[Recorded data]
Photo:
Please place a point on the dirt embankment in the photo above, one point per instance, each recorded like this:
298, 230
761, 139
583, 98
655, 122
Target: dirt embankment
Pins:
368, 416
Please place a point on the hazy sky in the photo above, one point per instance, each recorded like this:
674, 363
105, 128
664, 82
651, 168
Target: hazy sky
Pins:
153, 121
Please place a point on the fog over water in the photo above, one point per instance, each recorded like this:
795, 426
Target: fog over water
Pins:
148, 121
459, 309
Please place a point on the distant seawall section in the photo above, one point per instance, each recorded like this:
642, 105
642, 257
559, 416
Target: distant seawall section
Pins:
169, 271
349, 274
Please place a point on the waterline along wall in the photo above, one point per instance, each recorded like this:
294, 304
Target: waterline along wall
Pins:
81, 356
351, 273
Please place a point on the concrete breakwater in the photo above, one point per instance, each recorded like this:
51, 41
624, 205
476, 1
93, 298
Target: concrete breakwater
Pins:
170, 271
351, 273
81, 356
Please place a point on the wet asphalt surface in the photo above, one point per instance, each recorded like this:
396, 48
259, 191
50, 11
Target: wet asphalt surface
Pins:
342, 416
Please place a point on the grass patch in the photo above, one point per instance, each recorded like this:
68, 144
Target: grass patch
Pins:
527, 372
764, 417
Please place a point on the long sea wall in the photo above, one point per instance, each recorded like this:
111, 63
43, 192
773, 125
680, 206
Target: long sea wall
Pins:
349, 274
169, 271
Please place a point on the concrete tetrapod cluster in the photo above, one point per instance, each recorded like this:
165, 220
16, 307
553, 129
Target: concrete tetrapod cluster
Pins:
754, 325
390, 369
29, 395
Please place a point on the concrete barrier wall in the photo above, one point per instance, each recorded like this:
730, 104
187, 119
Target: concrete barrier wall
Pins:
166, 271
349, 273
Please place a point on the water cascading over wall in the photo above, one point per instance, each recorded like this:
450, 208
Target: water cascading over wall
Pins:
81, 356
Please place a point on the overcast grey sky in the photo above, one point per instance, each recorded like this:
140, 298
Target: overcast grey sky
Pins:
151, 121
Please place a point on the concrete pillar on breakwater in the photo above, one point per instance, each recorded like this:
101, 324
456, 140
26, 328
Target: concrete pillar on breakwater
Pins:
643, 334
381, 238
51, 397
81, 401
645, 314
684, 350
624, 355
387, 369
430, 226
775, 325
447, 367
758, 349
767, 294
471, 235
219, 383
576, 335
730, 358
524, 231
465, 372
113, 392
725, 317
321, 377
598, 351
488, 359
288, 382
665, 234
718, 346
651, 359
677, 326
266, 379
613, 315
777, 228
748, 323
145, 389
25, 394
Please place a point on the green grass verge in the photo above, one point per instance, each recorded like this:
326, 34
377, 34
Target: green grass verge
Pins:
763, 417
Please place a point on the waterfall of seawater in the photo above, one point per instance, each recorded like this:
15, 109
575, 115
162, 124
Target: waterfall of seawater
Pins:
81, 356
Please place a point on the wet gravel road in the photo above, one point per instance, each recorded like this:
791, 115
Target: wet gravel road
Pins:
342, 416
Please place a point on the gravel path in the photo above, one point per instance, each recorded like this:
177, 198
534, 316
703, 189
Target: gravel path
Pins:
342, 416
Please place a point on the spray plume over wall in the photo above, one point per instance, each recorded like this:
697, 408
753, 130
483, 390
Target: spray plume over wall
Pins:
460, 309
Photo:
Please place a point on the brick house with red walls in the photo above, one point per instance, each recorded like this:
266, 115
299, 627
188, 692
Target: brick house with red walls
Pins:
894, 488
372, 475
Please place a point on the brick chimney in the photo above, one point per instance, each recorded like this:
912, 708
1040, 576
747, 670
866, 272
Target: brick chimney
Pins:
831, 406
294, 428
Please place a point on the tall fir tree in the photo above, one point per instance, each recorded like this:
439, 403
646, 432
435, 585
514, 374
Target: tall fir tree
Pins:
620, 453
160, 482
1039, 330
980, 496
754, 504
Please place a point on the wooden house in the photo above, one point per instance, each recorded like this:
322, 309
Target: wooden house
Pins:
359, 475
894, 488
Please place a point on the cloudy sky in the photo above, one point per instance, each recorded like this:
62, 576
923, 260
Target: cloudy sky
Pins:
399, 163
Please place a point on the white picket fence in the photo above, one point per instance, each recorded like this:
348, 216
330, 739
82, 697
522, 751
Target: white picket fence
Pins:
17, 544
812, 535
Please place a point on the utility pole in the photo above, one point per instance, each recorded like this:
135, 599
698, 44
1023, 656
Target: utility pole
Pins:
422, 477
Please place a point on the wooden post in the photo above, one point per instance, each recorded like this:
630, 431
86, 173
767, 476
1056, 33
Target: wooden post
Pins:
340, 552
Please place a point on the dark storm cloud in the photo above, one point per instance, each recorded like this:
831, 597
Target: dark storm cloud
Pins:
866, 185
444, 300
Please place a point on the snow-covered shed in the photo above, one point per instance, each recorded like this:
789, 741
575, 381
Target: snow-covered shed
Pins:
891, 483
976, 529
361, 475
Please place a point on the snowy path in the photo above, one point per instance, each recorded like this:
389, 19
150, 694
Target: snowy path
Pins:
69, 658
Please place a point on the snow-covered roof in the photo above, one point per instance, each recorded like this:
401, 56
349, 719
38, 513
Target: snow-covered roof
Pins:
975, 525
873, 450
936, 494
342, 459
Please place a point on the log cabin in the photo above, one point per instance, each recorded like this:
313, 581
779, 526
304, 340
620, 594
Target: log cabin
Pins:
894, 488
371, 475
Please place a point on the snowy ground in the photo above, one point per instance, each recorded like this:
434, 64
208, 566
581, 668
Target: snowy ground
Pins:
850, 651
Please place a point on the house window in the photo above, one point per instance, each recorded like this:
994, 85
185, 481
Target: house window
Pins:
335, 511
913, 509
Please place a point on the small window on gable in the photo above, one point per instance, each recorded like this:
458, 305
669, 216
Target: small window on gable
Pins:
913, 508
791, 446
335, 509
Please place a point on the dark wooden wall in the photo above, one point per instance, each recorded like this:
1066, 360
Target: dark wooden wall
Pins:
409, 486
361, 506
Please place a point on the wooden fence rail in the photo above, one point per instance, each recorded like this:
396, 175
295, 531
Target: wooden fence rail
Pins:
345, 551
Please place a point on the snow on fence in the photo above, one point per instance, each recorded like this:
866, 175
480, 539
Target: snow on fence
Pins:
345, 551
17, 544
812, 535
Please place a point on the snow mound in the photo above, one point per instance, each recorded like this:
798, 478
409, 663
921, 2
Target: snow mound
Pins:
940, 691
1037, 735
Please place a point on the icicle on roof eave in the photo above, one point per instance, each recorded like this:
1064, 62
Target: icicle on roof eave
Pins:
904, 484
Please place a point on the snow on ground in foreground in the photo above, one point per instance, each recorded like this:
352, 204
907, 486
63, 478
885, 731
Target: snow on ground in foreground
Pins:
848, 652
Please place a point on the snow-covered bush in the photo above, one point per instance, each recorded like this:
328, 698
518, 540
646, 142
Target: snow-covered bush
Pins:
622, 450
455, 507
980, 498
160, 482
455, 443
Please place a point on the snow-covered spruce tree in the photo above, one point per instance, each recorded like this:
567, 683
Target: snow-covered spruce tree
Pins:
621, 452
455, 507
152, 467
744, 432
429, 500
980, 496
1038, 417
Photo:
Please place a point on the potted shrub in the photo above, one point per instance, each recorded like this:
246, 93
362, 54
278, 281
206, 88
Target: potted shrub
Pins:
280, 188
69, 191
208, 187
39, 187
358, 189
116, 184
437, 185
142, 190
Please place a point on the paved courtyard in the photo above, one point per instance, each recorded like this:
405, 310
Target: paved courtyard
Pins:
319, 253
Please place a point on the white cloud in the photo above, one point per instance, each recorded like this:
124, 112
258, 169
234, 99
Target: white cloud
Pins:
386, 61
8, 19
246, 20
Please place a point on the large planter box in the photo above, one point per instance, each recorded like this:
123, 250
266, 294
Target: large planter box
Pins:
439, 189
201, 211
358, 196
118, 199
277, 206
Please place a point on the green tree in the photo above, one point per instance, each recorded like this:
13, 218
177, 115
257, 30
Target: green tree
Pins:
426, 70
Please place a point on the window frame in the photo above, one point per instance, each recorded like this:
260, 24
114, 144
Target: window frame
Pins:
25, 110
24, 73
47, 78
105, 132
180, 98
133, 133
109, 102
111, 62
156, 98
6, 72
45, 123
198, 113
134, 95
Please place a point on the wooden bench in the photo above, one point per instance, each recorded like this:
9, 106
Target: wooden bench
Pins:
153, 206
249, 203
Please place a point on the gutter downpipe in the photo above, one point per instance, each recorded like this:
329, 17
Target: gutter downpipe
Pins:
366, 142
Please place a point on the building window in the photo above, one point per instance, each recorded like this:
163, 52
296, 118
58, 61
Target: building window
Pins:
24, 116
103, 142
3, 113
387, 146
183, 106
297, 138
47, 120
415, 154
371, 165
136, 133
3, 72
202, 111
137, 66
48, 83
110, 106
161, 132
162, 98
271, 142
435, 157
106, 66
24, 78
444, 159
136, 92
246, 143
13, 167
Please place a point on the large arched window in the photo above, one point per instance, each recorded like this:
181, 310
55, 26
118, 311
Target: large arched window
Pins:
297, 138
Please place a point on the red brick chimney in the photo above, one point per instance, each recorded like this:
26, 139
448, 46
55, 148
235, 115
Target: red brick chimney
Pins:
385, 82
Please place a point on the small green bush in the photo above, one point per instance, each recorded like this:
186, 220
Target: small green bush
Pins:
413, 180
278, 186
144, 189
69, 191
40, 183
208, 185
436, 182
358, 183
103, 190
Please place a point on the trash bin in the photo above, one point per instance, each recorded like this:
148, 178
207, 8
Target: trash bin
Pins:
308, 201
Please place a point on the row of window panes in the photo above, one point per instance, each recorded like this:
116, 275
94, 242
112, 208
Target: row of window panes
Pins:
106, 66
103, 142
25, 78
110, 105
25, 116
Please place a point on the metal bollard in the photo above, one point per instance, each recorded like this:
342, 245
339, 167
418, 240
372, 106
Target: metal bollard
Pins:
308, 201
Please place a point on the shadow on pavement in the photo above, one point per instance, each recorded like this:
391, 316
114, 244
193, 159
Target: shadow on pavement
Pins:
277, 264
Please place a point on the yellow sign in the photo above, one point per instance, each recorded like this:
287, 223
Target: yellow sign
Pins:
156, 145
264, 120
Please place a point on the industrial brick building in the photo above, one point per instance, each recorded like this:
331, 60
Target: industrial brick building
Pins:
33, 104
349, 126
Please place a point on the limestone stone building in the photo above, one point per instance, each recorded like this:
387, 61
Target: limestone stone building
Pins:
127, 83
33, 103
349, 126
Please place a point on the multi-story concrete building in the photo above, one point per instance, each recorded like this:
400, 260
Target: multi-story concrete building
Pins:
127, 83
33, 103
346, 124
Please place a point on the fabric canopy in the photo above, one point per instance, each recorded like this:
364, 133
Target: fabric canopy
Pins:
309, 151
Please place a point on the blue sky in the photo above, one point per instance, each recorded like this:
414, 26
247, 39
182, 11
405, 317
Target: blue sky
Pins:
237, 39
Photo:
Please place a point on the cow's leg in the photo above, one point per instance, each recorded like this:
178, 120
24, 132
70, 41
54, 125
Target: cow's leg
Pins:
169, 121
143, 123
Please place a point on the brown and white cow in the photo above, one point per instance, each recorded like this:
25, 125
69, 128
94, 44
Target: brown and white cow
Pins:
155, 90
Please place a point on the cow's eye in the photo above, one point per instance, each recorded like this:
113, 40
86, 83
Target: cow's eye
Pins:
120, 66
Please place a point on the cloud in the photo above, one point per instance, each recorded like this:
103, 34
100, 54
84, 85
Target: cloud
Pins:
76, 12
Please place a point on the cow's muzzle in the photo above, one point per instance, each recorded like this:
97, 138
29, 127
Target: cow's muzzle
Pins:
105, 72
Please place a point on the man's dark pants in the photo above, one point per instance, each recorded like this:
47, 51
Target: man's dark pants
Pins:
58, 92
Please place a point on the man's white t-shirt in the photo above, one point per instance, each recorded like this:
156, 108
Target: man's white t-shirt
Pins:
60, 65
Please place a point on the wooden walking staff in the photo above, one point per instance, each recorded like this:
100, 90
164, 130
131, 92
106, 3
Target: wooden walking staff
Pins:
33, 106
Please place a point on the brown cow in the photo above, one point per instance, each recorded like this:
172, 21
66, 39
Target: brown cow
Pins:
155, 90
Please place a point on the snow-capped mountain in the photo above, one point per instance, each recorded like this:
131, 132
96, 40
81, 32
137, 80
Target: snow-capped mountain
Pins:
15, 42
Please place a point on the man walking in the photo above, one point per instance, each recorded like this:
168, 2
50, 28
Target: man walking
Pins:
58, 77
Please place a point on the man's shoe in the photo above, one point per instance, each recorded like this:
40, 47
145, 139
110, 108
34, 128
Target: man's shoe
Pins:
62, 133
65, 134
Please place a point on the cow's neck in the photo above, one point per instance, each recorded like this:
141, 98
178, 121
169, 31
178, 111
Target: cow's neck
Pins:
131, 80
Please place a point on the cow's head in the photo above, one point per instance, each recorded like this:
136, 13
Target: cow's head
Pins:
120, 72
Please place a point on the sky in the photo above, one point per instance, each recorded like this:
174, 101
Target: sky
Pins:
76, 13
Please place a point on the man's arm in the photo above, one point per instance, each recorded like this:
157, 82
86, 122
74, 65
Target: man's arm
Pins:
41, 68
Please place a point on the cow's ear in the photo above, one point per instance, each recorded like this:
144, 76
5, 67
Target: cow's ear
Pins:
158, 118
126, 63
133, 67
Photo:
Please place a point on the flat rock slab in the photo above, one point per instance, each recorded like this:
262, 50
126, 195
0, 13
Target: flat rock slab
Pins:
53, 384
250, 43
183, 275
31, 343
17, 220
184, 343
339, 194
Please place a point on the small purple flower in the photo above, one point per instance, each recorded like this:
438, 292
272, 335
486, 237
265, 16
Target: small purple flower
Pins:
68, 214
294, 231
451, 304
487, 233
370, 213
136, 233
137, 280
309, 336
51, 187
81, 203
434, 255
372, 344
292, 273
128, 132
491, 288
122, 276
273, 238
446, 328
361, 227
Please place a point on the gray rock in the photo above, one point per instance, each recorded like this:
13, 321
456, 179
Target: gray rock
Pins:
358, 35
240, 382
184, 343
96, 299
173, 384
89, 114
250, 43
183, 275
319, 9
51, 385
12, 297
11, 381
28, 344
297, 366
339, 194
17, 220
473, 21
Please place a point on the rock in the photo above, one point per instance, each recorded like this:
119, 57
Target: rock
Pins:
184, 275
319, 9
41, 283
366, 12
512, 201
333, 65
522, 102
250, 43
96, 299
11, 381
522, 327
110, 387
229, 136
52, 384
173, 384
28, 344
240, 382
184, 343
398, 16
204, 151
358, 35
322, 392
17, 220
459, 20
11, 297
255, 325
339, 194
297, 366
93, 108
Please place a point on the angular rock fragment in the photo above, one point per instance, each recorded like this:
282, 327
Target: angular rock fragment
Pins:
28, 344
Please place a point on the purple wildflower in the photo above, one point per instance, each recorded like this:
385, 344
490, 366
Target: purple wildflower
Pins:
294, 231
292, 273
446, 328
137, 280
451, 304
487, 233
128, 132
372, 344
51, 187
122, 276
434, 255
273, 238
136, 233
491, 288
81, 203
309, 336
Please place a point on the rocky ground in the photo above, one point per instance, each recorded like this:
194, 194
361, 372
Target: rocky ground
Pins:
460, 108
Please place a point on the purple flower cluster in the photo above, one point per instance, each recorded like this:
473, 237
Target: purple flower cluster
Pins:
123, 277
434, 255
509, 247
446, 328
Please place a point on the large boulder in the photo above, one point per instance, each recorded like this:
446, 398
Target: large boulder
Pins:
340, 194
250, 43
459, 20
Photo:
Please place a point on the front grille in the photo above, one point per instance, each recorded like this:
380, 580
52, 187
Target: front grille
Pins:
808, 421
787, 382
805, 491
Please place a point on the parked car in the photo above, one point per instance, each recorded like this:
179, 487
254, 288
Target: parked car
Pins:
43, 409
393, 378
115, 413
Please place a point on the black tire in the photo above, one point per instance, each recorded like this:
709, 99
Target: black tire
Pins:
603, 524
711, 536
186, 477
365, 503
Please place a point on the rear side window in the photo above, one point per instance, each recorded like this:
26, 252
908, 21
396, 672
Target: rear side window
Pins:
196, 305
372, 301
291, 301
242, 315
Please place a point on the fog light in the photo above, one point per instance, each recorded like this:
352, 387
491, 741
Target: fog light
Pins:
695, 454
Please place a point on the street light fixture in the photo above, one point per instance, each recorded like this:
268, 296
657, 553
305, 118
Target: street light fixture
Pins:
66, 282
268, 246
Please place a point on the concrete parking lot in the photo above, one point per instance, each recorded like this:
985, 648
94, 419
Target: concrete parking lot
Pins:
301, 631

• **DIRECTIVE**: Return every line from the one holding "Please place a point on the rear" through the end of the data, exactly as it appears, with both ends kept and nothing else.

• **THE RESULT**:
Please place a point on the rear side window in the photo above, one point per instance, each recorded like this:
26, 252
908, 21
396, 672
Target: rear side window
Pins:
196, 305
372, 301
291, 301
242, 315
Please place a point on the fog light in the photo above, one point per instance, each recorded like this:
352, 387
491, 741
Target: fog light
Pins:
695, 454
Please place a point on the street light fixture in the photo above, one point per instance, each recorded like this:
268, 296
657, 553
305, 118
Target: street light fixture
Pins:
66, 282
268, 246
Please place a point on the concrete parking lot in the photo above, one point per instance, each recorded like this:
985, 648
94, 419
Target: concrete parking lot
Pins:
301, 631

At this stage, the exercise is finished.